Do this
In the Tesla self-driving passage, how much did the Full Self Driving Package cost as an add-on to Autopilot when it was released in the fall of 2016?

Document
— Start —

Tesla released a Full Self Driving Package in the fall of 2016 as a $3,000 add-on to Autopilot. Until now, it hasn’t been available for use—the equivalent of paying $3,000 more for your car to say it might be able to do this one thing some day. Many Teslas are billed as being fully self-driving capable, when the technology is ready, which it isn’t yet.

On Tesla’s website, the automaker says this about Full Self-Driving Capability (emphasis ours):

This doubles the number of active cameras from four to eight, enabling full self-driving in almost all circumstances, at what we believe will be a probability of safety at least twice as good as the average human driver. The system is designed to be able to conduct short and long distance trips with no action required by the person in the driver’s seat. For Superchargers that have automatic charge connection enabled, you will not even need to plug in your vehicle.

— End —

[Saved data entries]

— Start —

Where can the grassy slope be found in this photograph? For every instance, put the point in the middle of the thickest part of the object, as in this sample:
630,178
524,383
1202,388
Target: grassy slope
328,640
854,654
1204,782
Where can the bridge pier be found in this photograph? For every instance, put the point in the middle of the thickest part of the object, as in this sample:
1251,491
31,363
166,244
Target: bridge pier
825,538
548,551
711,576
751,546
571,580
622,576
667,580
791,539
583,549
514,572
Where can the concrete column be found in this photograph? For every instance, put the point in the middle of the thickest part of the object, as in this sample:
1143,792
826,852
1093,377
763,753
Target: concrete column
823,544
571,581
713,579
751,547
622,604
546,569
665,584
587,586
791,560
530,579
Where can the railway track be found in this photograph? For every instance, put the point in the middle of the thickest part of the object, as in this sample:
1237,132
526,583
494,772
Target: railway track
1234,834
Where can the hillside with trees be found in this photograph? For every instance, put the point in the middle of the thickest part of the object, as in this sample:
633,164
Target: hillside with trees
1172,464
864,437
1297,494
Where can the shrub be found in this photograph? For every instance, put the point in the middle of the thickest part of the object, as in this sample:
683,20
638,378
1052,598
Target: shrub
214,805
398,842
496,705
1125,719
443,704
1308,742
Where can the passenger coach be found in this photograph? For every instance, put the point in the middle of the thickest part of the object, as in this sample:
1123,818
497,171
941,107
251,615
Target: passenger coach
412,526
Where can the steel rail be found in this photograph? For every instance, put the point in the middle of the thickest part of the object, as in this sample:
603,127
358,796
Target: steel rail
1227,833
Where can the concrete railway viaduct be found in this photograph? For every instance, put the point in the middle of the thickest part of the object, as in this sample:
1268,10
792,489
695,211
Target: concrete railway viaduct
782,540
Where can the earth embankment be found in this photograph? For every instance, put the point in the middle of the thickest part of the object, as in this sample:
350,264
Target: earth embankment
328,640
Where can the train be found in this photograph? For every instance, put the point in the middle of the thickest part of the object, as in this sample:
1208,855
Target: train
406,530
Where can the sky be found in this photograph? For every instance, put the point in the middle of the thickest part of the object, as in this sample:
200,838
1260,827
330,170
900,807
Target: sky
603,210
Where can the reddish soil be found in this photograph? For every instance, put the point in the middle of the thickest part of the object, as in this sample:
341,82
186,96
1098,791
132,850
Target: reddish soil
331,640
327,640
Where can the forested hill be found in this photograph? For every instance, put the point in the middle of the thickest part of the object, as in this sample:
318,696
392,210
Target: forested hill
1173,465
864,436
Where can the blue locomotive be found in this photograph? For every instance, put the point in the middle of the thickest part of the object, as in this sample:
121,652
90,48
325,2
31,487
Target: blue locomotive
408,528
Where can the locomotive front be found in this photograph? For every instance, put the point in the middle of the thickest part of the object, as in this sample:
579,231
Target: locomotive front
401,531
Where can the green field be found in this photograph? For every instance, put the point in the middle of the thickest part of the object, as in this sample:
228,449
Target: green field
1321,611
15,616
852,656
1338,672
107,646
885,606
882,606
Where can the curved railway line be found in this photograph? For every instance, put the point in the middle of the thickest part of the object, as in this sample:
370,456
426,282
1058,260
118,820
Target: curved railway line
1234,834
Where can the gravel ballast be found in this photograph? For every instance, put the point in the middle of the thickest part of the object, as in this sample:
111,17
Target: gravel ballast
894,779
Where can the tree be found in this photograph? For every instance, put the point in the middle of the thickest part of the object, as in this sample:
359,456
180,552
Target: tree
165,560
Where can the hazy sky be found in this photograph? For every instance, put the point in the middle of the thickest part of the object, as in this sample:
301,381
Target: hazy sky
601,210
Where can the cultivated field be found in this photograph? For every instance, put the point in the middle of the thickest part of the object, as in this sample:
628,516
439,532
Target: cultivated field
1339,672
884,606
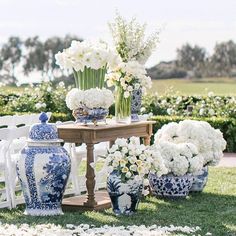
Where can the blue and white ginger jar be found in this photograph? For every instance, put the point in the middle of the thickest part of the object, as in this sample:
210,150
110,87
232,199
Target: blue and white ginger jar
200,180
171,186
43,169
124,197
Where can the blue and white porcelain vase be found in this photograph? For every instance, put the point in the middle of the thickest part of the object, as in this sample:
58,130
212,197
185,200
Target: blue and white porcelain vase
124,196
170,186
43,169
200,180
86,115
136,103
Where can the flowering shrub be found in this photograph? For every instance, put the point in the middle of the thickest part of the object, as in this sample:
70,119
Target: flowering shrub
208,141
179,159
42,97
198,106
133,160
91,98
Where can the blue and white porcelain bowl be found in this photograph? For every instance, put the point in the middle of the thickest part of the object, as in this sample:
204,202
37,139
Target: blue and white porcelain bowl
171,186
86,115
43,170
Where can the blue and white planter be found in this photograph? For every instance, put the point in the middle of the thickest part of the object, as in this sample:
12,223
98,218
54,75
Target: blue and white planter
125,197
43,170
200,180
171,186
136,103
86,115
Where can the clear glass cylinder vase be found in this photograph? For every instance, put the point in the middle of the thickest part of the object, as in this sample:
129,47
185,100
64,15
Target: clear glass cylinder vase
90,78
122,106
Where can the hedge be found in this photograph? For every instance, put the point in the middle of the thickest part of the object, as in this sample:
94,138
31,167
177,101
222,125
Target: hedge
226,125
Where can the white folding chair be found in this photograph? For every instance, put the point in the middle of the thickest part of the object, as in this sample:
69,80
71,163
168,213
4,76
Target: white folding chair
5,175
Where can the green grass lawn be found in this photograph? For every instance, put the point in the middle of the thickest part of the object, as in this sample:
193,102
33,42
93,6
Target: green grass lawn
220,86
214,210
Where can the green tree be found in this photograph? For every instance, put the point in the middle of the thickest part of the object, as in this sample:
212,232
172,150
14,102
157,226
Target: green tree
35,57
11,53
223,60
191,59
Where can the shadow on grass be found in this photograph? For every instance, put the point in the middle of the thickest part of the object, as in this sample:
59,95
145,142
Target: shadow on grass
213,213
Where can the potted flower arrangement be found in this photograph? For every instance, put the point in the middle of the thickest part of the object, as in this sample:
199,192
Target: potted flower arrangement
209,142
126,78
182,161
89,105
89,62
132,44
128,164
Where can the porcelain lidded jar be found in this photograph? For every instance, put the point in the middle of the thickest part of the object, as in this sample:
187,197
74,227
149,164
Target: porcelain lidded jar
43,169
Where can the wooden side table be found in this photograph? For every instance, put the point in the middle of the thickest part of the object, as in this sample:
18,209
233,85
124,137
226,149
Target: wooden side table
75,133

— End —

Result of this exercise
It cost $3,000.